───── DATA SUPPLIED

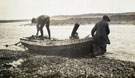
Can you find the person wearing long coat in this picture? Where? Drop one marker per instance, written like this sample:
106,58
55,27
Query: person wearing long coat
100,34
41,21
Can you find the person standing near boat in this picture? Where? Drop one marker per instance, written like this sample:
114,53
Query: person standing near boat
41,21
74,34
100,34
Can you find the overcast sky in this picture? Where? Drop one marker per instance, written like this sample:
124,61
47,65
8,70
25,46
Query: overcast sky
20,9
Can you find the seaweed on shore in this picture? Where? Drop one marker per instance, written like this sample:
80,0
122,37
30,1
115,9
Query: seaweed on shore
41,66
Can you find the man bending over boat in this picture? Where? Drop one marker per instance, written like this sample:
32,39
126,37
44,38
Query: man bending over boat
100,34
41,21
74,34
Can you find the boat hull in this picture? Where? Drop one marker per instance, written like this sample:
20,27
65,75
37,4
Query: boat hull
68,48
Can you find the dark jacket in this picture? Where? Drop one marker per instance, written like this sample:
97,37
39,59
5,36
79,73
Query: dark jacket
100,33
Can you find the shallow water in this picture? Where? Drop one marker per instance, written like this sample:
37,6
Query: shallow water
122,37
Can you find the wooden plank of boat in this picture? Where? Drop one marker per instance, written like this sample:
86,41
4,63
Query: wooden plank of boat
68,47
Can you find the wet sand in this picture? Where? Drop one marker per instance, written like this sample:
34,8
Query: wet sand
21,64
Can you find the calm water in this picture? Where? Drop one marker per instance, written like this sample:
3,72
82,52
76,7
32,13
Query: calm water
122,37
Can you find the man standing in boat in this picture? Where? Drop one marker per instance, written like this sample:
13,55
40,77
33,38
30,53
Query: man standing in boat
41,21
100,34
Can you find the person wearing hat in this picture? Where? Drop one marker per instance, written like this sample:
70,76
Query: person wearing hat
100,34
41,21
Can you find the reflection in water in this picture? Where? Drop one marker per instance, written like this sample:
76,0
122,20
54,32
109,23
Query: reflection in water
121,36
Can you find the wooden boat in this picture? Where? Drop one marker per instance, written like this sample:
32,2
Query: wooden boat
68,47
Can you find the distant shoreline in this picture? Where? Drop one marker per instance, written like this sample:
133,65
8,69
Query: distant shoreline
83,19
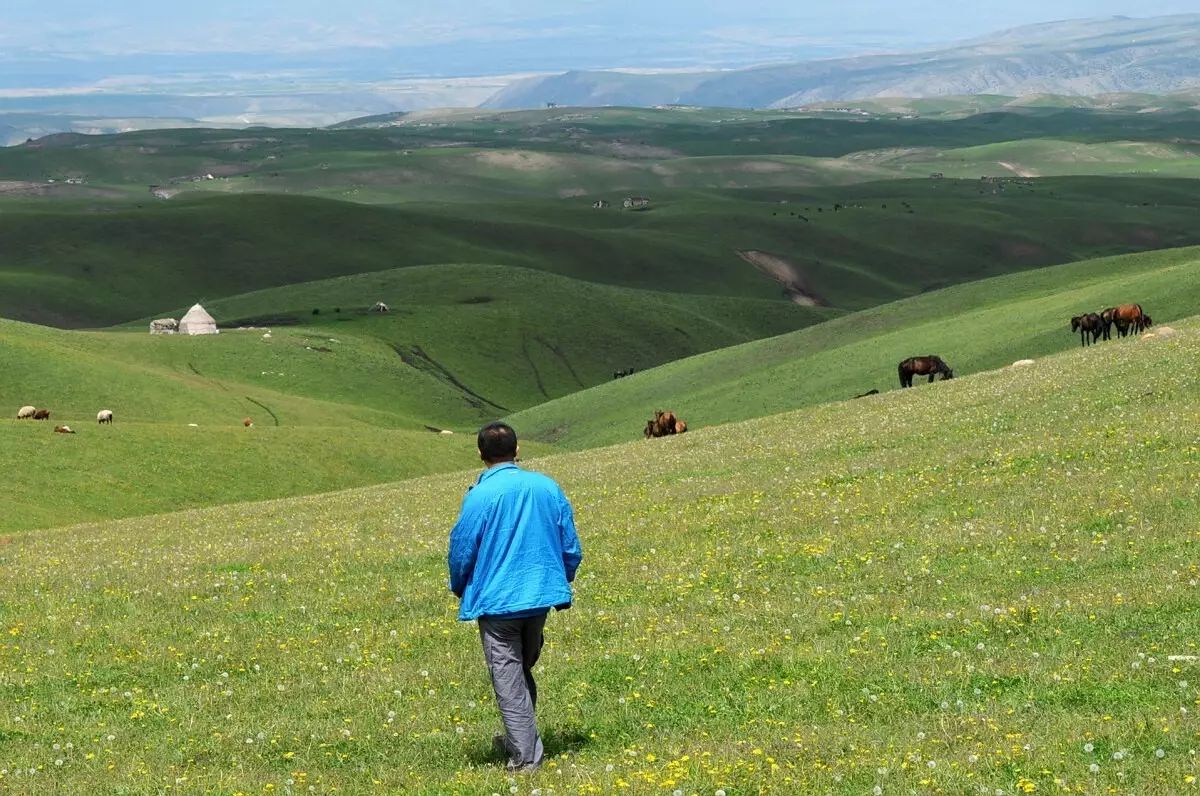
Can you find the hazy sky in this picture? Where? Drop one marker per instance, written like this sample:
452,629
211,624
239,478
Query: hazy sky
683,27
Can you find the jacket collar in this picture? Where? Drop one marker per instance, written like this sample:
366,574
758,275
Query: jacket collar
496,468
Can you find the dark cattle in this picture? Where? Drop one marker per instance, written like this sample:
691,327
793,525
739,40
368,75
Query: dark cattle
1090,328
928,365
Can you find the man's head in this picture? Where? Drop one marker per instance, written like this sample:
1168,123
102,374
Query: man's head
497,443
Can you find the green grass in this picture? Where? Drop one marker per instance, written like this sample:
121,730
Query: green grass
343,400
975,327
78,265
516,189
945,590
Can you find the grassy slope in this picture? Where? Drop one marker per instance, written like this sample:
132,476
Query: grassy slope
973,327
78,265
516,336
971,587
335,406
515,189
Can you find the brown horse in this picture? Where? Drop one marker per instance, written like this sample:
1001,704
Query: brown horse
1108,317
1128,317
928,365
1090,324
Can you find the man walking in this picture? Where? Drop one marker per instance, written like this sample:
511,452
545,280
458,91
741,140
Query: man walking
513,556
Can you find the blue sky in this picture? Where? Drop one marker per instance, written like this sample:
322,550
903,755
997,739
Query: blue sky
687,29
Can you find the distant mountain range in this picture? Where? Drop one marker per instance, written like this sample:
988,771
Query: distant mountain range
1075,58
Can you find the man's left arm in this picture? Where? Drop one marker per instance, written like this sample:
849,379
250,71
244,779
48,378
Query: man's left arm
573,552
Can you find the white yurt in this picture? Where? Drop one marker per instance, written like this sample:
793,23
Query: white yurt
198,322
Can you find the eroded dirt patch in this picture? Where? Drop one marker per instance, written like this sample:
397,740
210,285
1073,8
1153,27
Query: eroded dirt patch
789,275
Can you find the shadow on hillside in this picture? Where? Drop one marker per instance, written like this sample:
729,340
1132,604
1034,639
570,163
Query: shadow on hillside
556,740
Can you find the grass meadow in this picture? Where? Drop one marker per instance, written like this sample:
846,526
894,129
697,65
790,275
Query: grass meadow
973,327
988,585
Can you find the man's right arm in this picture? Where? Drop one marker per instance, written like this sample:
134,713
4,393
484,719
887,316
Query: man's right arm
465,546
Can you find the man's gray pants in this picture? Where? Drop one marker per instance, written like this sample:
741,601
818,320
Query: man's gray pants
511,648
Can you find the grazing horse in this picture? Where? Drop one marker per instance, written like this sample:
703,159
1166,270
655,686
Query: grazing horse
1109,317
665,422
928,365
1087,324
1128,316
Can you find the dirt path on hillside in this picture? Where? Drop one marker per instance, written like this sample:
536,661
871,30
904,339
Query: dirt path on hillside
787,274
1018,169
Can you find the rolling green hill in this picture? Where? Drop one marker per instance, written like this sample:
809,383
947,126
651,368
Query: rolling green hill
346,399
975,327
984,586
851,246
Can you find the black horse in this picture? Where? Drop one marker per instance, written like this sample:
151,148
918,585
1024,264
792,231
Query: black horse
928,365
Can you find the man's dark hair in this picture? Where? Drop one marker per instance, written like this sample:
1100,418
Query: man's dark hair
497,442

──────────

**ACTIVITY**
Reproduce all the entries that precede this task, word for word, minus any pictures.

**EXERCISE RESULT**
Can you find the person wearing long coat in this picture? Where? Drop one marker per instance, written like this sample:
106,58
55,27
Query: person wearing long coat
100,34
41,21
Can you find the person standing near boat in this picture? Where? Drop one marker per instance, written like this sample:
114,53
Query: person standing near boat
41,21
74,34
100,34
Can you find the overcast sky in this picture? Where? Drop one marker per instance, written like this sample:
124,61
47,65
8,70
25,46
Query: overcast sky
20,9
Can you find the seaweed on shore in this picture? Where? Drop one marker per instance, written like this sample:
80,0
122,37
30,1
115,9
Query: seaweed on shore
41,66
Can you find the man bending over boat in this picture? Where? Drop one marker per instance, written like this sample:
32,39
126,37
44,38
Query: man bending over boat
100,34
41,21
74,34
Can you find the boat hull in this picture? Where? Drop one marker per instance, written like this sample:
20,27
65,75
37,4
Query: boat hull
68,48
Can you find the dark jacket in this picture? Where? Drop one marker per instance, written like this sample:
97,37
39,59
5,36
79,73
Query: dark jacket
100,33
Can you find the shallow water in this picture? Where? Drop one marker per instance, written like this sample:
37,6
Query: shallow water
122,37
Can you find the wooden plank of boat in this picture? Where? Drop one marker per instance, written like this sample:
86,41
4,63
Query: wooden plank of boat
68,47
Can you find the wet sand in this picture? Where? Drop one marker per instance, written like this sample:
34,8
Query: wet sand
21,64
Can you find the calm water in this picture? Where? Drop one marker per instance, written like this sample:
3,72
82,52
76,7
32,13
Query: calm water
122,37
Can you find the man standing in boat in this picture? Where? Drop one marker per instance, written like this sample:
13,55
40,77
33,38
30,53
Query: man standing in boat
41,21
100,34
Can you find the person wearing hat in this picture? Where? Drop one marker per instance, written like this sample:
70,76
Query: person wearing hat
100,34
41,21
Can you find the reflection in water in this picture? Where? Drop one marker per instance, written like this sample:
76,0
122,20
54,32
109,23
Query: reflection in water
121,36
Can you find the wooden boat in this picture? Where? Drop one marker per instance, written like this sample:
32,2
Query: wooden boat
68,47
Can you find the distant shoreline in this picture? Where? Drop one marker per instance, written like this sample:
133,65
8,69
Query: distant shoreline
83,19
Can you find the hazy sky in this picture? Where? Drop one marker per instance, written like this sample:
452,629
211,624
239,478
Query: hazy sky
683,27
Can you find the jacket collar in this picture? Where? Drop one marker per instance, written like this sample:
366,574
758,275
Query: jacket collar
496,468
Can you find the dark cattle in this picture? Where? Drop one marker per instance, written like this sample:
691,327
793,525
739,40
368,75
Query: dark cattle
1090,328
928,365
Can you find the man's head in this picture? Where? Drop one marker per instance, written like this sample:
1168,123
102,374
Query: man's head
497,443
Can you find the green grass in this picture? Where? Drop one marker per instance, written like this sample:
121,730
Query: green grass
343,400
975,327
78,265
516,189
945,590
Can you find the grassy slope in this picture? Where? Drop one marker per instance, written like this sample:
132,476
Query: grassy slope
973,327
78,265
516,336
971,587
335,406
515,189
Can you find the brown horse in this picture? Where? Drop one marker per instance, written like this sample:
1001,704
Query: brown horse
1108,317
1128,317
928,365
1090,324
Can you find the man walking in this picture? Where? Drop one marker per instance, written like this sample:
511,452
545,280
458,91
741,140
Query: man walking
513,556
Can you find the blue sky in this picture? Where? Drop one marker per instance, written like this sample:
322,550
903,755
997,739
Query: blue sky
687,29
Can you find the distant mountain range in this picture? Where? Drop one marker per instance, written like this sample:
988,771
Query: distant mountain range
1075,58
Can you find the man's left arm in this picture? Where? Drop one marker per instance, written like this sample:
849,379
250,71
244,779
48,378
Query: man's left arm
573,552
Can you find the white yurt in this picture? Where? Drop one marker per instance, written like this sample:
793,23
Query: white yurt
198,322
Can you find the eroded dirt patch in this picture? Where? Drop one marker per instance, written like this sample:
397,740
210,285
1073,8
1153,27
Query: eroded dirt patch
789,275
Can you find the shadow on hillside in this picture? Where? Drop one marker per instance, written like this sample:
729,340
1132,604
1034,639
570,163
Query: shadow on hillside
556,740
Can you find the grass meadow in this picture? Where? Drop one marker per instance, written like this sample:
846,526
894,129
697,65
790,275
Query: grass meadow
973,327
988,585
Can you find the man's right arm in this picture? Where? Drop one marker per instance, written like this sample:
134,713
4,393
484,719
887,316
Query: man's right arm
465,546
Can you find the man's gray pants in this picture? Where? Drop one marker per instance, written like this sample:
741,601
818,320
Query: man's gray pants
511,648
Can you find the grazing horse in this picture? Where? Drop one marker per instance, written like this sample:
703,159
1166,270
655,686
Query: grazing horse
1109,317
665,422
928,365
1087,324
1128,316
Can you find the dirt path on hillside in this picture? Where? Drop one marker per instance, written like this sample:
536,661
871,30
904,339
Query: dirt path on hillside
787,274
1018,169
Can you find the rolling green hill in this picture? Where? Drop one marker per instance, written like this sample:
809,383
947,126
651,368
Query: rolling green hill
346,399
975,327
984,586
851,246
Can you find the black horse in this picture? Where? Drop one marker per instance, written like this sample:
151,148
918,585
1024,264
792,231
Query: black horse
928,365
Can you find the man's dark hair in this picture? Where? Drop one marker per instance, written like this sample:
1100,418
Query: man's dark hair
497,442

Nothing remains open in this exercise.